Problem requirements:
Please edit the stretch from the line containing "Target: grey concrete path" through the end of the lines, putting "stone" in place of "concrete" and changing nothing else. Return only that stretch, with the pictures left out.

Records of labeled points

★ ★ ★ ★ ★

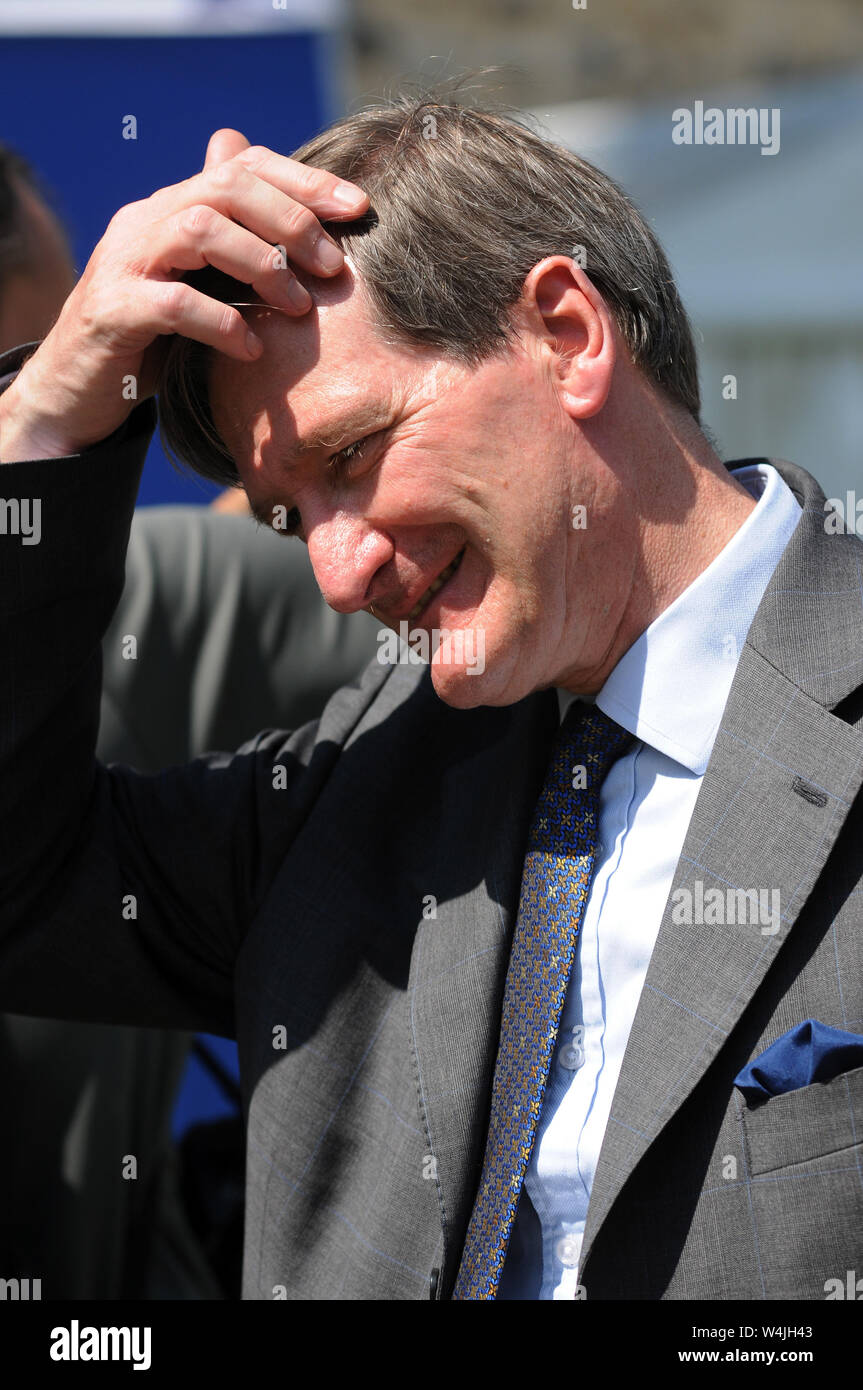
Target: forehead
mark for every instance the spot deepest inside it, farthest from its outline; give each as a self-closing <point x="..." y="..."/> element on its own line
<point x="316" y="373"/>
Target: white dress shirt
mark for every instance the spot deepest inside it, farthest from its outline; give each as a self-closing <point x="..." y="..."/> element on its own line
<point x="669" y="690"/>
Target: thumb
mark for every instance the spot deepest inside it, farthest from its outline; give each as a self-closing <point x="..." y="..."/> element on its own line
<point x="224" y="145"/>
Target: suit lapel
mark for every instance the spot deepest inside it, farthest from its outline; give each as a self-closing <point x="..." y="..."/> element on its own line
<point x="778" y="786"/>
<point x="495" y="761"/>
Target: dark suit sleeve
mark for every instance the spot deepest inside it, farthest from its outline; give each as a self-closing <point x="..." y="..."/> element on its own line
<point x="122" y="897"/>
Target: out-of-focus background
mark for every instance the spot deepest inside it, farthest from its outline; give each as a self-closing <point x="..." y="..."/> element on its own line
<point x="110" y="100"/>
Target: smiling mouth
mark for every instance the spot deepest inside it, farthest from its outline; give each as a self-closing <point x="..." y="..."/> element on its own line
<point x="437" y="584"/>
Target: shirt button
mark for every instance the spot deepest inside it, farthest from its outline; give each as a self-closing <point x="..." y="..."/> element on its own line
<point x="571" y="1057"/>
<point x="567" y="1251"/>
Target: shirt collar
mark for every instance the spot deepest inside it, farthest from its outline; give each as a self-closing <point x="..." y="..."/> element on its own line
<point x="670" y="688"/>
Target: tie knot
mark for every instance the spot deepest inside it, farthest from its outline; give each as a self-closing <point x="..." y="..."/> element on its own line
<point x="592" y="734"/>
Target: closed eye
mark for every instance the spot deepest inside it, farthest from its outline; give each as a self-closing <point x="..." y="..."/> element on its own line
<point x="353" y="453"/>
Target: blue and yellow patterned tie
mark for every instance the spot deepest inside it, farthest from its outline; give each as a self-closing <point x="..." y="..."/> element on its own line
<point x="555" y="886"/>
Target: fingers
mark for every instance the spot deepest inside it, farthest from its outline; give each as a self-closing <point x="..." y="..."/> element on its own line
<point x="200" y="236"/>
<point x="273" y="216"/>
<point x="224" y="145"/>
<point x="174" y="307"/>
<point x="318" y="189"/>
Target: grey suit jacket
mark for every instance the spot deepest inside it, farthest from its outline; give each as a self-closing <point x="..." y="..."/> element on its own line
<point x="342" y="901"/>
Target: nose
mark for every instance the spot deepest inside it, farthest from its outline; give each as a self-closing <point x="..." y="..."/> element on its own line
<point x="346" y="553"/>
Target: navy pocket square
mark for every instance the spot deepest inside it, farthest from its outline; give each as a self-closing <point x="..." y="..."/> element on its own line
<point x="808" y="1052"/>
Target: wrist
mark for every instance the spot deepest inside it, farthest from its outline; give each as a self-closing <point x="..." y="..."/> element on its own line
<point x="25" y="431"/>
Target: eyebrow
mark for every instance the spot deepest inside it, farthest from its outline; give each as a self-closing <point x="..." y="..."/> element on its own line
<point x="338" y="437"/>
<point x="331" y="438"/>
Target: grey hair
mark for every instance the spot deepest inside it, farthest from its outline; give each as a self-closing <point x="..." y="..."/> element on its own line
<point x="464" y="202"/>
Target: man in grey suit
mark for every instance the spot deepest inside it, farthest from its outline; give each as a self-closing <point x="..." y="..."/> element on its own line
<point x="563" y="883"/>
<point x="228" y="631"/>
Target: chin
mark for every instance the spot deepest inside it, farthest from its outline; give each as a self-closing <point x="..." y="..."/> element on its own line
<point x="480" y="680"/>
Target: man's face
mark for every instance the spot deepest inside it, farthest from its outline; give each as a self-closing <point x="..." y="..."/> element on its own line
<point x="453" y="466"/>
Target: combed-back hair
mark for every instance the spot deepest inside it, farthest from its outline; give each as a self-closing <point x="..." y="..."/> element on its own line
<point x="464" y="202"/>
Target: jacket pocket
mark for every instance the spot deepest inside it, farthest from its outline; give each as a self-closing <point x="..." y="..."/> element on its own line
<point x="810" y="1123"/>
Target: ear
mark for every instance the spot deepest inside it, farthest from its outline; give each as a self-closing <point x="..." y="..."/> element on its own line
<point x="570" y="317"/>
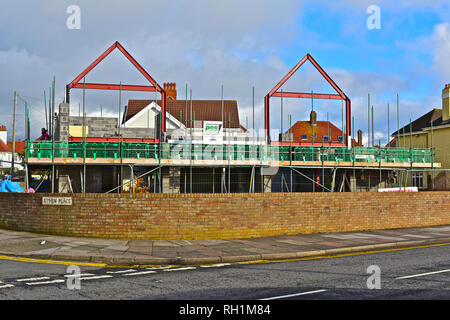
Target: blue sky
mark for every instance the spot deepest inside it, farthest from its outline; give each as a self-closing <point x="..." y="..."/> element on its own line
<point x="238" y="44"/>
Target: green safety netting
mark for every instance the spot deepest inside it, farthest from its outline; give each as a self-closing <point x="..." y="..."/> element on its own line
<point x="110" y="150"/>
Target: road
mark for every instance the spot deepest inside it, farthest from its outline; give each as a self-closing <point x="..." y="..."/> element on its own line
<point x="422" y="273"/>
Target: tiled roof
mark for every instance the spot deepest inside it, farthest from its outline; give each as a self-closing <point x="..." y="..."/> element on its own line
<point x="204" y="110"/>
<point x="424" y="121"/>
<point x="301" y="128"/>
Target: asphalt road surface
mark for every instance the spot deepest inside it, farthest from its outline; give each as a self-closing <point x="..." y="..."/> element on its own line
<point x="422" y="273"/>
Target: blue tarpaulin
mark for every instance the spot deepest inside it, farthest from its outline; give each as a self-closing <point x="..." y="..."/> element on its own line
<point x="9" y="186"/>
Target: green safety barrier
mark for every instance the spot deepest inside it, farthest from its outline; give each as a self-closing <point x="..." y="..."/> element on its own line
<point x="115" y="150"/>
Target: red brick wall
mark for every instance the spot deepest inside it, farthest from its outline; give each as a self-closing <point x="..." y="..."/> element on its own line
<point x="212" y="216"/>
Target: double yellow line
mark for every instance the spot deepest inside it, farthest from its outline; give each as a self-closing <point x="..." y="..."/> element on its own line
<point x="103" y="265"/>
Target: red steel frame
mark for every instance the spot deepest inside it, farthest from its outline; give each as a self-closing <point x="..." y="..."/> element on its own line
<point x="154" y="87"/>
<point x="339" y="96"/>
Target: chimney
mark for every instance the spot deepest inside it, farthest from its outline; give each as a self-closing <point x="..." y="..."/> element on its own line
<point x="313" y="118"/>
<point x="171" y="90"/>
<point x="3" y="134"/>
<point x="446" y="102"/>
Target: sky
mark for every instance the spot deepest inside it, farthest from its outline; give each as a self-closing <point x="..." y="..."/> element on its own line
<point x="239" y="45"/>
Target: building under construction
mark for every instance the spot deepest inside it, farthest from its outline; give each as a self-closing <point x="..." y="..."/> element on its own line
<point x="168" y="145"/>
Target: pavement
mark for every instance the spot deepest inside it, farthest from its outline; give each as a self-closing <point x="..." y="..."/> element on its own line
<point x="112" y="252"/>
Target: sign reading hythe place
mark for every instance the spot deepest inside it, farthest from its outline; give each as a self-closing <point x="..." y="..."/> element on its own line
<point x="57" y="201"/>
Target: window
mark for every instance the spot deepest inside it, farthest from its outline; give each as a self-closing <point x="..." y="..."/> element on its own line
<point x="418" y="180"/>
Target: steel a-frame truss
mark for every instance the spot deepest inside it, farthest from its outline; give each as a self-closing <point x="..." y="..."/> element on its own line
<point x="340" y="95"/>
<point x="101" y="86"/>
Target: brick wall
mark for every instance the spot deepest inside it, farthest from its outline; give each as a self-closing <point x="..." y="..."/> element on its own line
<point x="209" y="216"/>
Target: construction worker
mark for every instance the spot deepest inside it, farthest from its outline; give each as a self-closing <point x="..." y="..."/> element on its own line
<point x="44" y="135"/>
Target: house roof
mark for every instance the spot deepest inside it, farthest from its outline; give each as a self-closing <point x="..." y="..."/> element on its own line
<point x="424" y="121"/>
<point x="320" y="130"/>
<point x="209" y="110"/>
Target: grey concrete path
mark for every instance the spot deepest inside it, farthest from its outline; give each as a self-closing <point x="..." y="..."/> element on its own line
<point x="195" y="252"/>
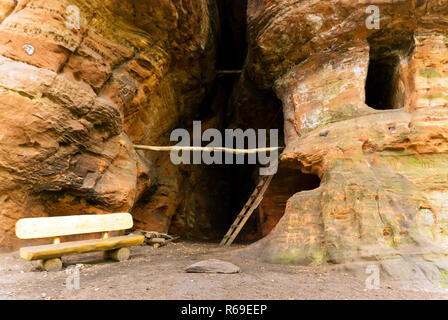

★ ★ ★ ★ ★

Written reply:
Target: grey stone path
mark for every instance the spot deepest inside it, farthest from its outline; give each as a self-closing <point x="..." y="..."/> element on its own line
<point x="195" y="252"/>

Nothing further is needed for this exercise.